TASKS FOR THIS EXERCISE =
1. Answer these questions about the t-SNE article:
(a) What figure does the author draw when trying to picture four dimensions?
(b) What range of sizes does the article give as common for word embeddings?
(c) Which club is listed under the author's name?
2. Condense the t-SNE article's paragraph beginning "In this post I will take a look" into a short bulleted list that keeps its main facts.
3. Reproduce the t-SNE article word for word, from "Introduction" to "of your data.".

Dimensionality Reduction with t-SNE

Dmitry Yemelyanov
Riga Data Science Club
2 min readAug 28, 2020

Introduction

How do you imagine four dimensions? My best attempt to it is drawing a hypercube, but what about five, six and more? We have to admit that our mind is limited to the 3D world, however in the data science, you are constantly facing data of all sort of the dimensions.

Tesseract, a four-dimensional hypercube

Dimensionality reduction comes to the rescue! This article is a brief overview of t-SNE, popular algorithm to reduce dimensions of your data.

Word embeddings

In this post I will take a look at dimensionality reduction though the prism of word embeddings. Long story short, these are words encoded into multidimensional vectors. Common sizes of embeddings are ranging from 50 to 300. Sometimes it is important to understand what are relationships between particular words vectors, which is nearly impossible in their original multidimensional form. Dimensionality reduction comes to the resque!

PROVIDED INFORMATION =
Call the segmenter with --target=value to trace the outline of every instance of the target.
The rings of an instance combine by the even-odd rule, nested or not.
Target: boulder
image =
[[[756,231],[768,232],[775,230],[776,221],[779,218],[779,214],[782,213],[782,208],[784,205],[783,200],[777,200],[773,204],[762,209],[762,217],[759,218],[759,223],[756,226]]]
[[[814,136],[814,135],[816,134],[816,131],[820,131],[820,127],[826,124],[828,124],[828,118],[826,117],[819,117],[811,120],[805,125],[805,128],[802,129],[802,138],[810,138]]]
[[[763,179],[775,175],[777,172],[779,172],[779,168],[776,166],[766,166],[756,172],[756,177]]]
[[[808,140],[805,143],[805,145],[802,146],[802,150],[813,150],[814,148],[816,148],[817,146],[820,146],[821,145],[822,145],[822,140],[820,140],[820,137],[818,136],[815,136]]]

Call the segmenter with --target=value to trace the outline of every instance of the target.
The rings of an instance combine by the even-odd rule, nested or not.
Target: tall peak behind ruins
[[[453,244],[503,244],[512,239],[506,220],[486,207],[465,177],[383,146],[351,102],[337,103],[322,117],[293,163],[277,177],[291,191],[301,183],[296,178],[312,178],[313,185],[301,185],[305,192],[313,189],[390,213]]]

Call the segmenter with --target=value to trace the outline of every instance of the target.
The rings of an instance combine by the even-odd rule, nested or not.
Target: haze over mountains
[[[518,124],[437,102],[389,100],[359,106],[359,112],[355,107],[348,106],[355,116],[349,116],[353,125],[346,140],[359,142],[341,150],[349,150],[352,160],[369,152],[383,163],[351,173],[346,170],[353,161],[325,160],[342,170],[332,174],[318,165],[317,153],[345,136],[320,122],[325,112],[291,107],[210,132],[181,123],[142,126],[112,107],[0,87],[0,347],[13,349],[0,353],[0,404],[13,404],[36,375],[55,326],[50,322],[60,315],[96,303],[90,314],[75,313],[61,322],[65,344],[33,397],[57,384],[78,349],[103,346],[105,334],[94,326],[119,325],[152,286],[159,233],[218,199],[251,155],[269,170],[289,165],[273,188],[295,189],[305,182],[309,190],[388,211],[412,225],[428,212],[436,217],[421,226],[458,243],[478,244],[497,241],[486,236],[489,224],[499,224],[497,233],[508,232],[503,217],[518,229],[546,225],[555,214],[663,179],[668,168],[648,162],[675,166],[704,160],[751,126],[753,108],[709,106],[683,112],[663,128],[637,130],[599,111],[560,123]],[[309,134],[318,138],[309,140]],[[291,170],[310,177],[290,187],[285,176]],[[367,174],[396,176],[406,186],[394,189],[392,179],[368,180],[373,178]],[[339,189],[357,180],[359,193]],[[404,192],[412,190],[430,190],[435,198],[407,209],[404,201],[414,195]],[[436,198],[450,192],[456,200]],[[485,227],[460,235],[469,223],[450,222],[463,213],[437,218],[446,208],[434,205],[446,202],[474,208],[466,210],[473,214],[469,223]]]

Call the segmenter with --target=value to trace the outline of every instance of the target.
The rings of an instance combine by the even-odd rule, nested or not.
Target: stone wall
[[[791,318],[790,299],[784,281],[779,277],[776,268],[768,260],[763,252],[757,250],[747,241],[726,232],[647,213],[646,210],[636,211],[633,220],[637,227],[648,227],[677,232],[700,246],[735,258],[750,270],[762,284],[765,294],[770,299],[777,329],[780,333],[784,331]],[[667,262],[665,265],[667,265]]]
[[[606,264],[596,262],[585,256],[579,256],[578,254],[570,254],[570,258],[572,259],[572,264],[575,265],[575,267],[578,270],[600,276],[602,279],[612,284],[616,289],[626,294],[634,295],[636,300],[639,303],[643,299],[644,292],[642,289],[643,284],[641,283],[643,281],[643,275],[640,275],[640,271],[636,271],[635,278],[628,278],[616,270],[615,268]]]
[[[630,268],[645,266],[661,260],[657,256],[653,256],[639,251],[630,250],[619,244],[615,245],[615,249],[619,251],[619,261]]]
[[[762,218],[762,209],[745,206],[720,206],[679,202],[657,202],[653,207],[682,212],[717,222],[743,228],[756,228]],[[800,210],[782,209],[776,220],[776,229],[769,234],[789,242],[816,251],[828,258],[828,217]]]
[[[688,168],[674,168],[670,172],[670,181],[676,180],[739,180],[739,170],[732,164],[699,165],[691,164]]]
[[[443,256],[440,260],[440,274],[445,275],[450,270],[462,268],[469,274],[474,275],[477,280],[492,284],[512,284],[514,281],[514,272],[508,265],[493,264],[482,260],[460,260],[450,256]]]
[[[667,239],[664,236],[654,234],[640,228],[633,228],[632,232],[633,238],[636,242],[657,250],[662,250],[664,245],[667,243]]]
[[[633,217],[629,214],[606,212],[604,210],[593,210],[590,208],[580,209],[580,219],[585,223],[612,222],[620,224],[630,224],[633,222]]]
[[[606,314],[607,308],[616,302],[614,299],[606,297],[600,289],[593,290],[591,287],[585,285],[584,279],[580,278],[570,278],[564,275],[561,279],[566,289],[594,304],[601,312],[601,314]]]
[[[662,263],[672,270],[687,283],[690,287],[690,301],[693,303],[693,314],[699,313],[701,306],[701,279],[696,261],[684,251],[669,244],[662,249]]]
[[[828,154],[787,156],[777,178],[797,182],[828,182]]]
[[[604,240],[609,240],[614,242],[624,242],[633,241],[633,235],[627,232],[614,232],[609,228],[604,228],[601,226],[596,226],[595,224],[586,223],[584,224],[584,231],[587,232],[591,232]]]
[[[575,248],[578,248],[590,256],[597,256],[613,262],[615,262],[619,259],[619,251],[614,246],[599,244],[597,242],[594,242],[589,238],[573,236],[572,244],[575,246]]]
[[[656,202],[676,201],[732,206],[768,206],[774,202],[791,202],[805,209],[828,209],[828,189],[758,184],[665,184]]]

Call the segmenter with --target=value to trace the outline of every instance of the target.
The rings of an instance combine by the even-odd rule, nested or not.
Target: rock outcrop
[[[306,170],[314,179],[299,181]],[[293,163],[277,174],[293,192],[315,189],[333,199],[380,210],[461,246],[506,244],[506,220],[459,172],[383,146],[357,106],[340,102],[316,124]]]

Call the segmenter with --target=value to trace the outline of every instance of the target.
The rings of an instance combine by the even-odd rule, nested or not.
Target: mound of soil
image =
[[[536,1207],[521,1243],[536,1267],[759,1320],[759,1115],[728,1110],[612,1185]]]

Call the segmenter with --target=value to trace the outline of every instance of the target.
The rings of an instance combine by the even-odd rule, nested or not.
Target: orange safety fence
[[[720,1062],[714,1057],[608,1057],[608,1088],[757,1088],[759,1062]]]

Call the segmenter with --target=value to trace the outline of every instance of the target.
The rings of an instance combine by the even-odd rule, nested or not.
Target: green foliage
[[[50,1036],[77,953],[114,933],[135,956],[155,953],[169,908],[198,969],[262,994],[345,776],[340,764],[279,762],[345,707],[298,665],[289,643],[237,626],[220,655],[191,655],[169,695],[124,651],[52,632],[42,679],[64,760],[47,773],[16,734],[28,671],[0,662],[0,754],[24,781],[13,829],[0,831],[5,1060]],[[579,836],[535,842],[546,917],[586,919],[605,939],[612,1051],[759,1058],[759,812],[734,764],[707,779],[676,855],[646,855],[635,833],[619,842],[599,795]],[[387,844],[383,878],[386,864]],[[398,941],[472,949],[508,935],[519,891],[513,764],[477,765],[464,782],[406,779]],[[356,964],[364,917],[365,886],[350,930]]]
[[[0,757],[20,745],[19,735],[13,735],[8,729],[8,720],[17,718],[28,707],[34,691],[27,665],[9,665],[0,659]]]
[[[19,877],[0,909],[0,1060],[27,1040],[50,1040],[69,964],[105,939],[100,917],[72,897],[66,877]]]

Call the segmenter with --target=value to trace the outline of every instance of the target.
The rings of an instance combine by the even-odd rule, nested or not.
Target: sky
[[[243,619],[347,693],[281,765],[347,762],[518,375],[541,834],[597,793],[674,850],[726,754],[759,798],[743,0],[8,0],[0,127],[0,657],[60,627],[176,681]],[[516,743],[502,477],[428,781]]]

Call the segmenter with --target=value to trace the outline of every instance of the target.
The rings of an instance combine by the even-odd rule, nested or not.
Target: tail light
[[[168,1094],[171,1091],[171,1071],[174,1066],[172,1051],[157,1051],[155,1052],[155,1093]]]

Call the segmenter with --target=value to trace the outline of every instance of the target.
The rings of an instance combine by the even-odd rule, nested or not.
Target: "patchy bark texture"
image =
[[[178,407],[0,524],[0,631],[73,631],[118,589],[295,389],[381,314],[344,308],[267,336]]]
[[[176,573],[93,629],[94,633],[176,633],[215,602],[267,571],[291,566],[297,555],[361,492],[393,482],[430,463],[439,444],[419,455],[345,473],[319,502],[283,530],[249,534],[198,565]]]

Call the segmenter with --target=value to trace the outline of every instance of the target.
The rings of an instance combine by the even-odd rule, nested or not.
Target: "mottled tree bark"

EXERCISE RESULTS =
1.
(a) A hypercube.
(b) From 50 to 300.
(c) Riga Data Science Club.

2.
- The post examines dimensionality reduction through word embeddings.
- Word embeddings are words encoded as multidimensional vectors.
- Common embedding sizes range from 50 to 300.
- Relationships between particular word vectors can matter, but they are nearly impossible to see in their original multidimensional form.
- Dimensionality reduction solves this problem.

3.
Introduction

How do you imagine four dimensions? My best attempt to it is drawing a hypercube, but what about five, six and more? We have to admit that our mind is limited to the 3D world, however in the data science, you are constantly facing data of all sort of the dimensions.

Tesseract, a four-dimensional hypercube

Dimensionality reduction comes to the rescue! This article is a brief overview of t-SNE, popular algorithm to reduce dimensions of your data.